◆ **Consigne écrite 1**
Répondez aux questions suivantes à l'aide du texte sur le braconnage de l'ortolan.
(a) Depuis quelle année la chasse au bruant ortolan est-elle interdite ?
(b) Quel chiffre de captures la presse attribue-t-elle à l'ASPAS ?
(c) De quand date la réponse d'Allain Bougrain-Dubourg ?
◆ **Consigne écrite 2**
Relevez, dans le texte sur le braconnage de l'ortolan, chacun des courriers proposés au téléchargement, avec sa date.
◆ **Consigne écrite 3**
Rédigez la suite du texte sur le braconnage de l'ortolan, à partir de sa dernière phrase.

◆ **Texte fourni**
──────────────────────────────

Ecolofil est un blog écolo, fait de petits articles (fils), ayant comme modeste ambition de vous éclairer sur les turpitudes humaines portant atteinte au devenir de notre planète. Ces articles sont très succincts, mais agrémentés par des liens sur lesquels il vous suffit de cliquer, et qui vous renvoient vers davantage d'explications, tout comme les images. Bonne lecture !

Le braconnage de l'ortolan

J'avais déjà répondu au coordinateur technique national la Fédération nationale des chasseurs qui, par l'artifice d'un langage alambiqué sur le site Ornithomdia, niait les ravages de la vague de froid de 2010 sur la faune et dédouanait ainsi les chasseurs de leurs responsabilités. Cette fois, c'est le président de la Fédération des chasseurs des Landes qui s'y colle, en tenant le même genre de discours à propos du braconnage du bruant ortolan. Ce qui a le mérite de lever le voile sur les intentions de ceux qui prétendent vouloir "réguler" l'environnement et faire découvrir leur macabre loisir dans les écoles.


Ornithomédia : La chasse au Bruant ortolan est interdite depuis 1999, or, chaque année entre la mi-août et la mi-septembre, 30 000 oiseaux sont capturés illégalement : quelle est la position officielle de la fédération des chasseurs des Landes sur ce sujet ?

Jean-Roland Barrère (président de la FDC 40) : Avant de répondre sur la position de la FDC 40, qui est très claire et surtout inchangée depuis l’année de la protection de l'espèce, une première remarque, pouvant même être assimilée à une question, s’impose : d'où sort ce chiffre de 30 000 oiseaux ? On trouve dans la presse divers chiffres allant de 30 000 (LPO) à 50 000 (ASPAS), sans jamais la moindre source citée (publication, méthodologie, dires d'experts ?). C'est pourtant aux yeux de l'opinion publique une question importante. 
Très récemment, une question écrite a été envoyée au Président de la Ligue de Protection des Oiseaux afin qu'il nous apporte un éclairage sur ce point : vous pouvez télécharger au format PDF notre courrier du 26 août 2013, la réponse d’Allain Bougrain-Dubourg du 27 août et notre réaction du 30 août. Ce chiffre de 30 000 oiseaux est, du moins à l'heure actuelle, parfaitement risible, voire burlesque.

──────────────────────────────

◆ **Lignes de données**
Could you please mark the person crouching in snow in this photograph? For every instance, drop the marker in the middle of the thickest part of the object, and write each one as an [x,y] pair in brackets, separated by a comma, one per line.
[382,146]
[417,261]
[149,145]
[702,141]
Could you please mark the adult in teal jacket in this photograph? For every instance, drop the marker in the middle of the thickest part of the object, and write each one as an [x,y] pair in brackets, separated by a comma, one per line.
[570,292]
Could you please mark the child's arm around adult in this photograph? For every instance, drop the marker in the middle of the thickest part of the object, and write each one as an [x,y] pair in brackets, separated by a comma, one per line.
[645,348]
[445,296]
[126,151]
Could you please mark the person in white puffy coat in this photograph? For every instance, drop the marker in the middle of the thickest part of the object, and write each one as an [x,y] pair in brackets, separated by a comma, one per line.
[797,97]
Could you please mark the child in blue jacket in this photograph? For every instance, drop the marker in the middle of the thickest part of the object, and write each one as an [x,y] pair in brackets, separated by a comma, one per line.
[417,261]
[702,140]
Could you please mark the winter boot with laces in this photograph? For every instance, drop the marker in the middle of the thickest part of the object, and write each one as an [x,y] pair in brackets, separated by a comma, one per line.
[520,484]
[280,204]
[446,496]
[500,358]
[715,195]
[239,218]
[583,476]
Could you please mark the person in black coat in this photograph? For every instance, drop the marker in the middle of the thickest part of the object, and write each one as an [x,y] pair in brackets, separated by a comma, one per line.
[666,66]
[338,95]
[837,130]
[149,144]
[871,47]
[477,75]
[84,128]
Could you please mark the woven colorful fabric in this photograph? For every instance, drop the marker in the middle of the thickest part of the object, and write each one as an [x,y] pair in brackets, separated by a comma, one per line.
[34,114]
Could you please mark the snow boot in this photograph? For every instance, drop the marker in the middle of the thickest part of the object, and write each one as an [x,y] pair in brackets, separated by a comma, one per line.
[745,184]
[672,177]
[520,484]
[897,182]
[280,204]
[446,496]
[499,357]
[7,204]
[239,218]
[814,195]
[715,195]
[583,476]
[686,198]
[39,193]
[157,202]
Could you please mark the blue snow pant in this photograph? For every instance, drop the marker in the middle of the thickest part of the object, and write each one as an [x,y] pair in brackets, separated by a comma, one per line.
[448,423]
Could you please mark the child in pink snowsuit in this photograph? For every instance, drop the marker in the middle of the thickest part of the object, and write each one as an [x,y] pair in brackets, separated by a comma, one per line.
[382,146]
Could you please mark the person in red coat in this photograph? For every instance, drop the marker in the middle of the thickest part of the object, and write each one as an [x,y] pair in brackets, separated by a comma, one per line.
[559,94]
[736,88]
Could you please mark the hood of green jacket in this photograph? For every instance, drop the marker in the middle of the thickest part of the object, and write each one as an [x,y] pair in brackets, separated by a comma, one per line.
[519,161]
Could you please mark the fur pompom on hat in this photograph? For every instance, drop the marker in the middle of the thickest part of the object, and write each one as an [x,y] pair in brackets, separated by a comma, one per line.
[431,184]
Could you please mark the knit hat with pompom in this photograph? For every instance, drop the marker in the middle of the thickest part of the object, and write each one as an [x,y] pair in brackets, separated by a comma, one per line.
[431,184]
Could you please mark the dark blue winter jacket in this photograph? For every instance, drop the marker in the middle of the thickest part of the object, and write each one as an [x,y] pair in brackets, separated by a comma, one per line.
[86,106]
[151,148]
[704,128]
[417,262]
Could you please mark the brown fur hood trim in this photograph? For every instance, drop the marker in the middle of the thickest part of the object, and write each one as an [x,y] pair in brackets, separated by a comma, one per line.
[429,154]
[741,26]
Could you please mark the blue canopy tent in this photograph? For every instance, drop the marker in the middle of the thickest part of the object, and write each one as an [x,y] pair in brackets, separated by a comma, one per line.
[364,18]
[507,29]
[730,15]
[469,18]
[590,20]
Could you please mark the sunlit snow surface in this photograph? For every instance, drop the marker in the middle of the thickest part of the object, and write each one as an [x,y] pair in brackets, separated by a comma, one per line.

──────────────────────────────

◆ **Résultat obtenu 1**
(a) Depuis 1999.
(b) 50 000 oiseaux.
(c) Du 27 août.

◆ **Résultat obtenu 2**
- Le courrier de la fédération des chasseurs des Landes, du 26 août 2013
- La réponse d'Allain Bougrain-Dubourg, du 27 août
- La réaction de la fédération des chasseurs des Landes, du 30 août

◆ **Résultat obtenu 3**
La position officielle de la FDC 40 est la suivante : nous acceptons tout à fait la protection du Bruant ortolan telle qu’elle est présentée dans l’annexe I de la Directive 79/409/CEE du Conseil du 2 avril 1979 concernant la conservation des oiseaux sauvages et bien entendu sa déclinaison dans l'arrêté du 17 avril 1981 modifié en 1999 (actuellement l’arrêté du 29 octobre 2009). La FDC 40 reconnaît qu'en l'état actuel des textes, la chasse du Bruant ortolan à la matole est une pratique interdite au regard des textes en vigueur. Il est d’ailleurs facile de se procurer la copie des procédures où la FDC s'est constituée partie civile sur des cas de chasse illicites.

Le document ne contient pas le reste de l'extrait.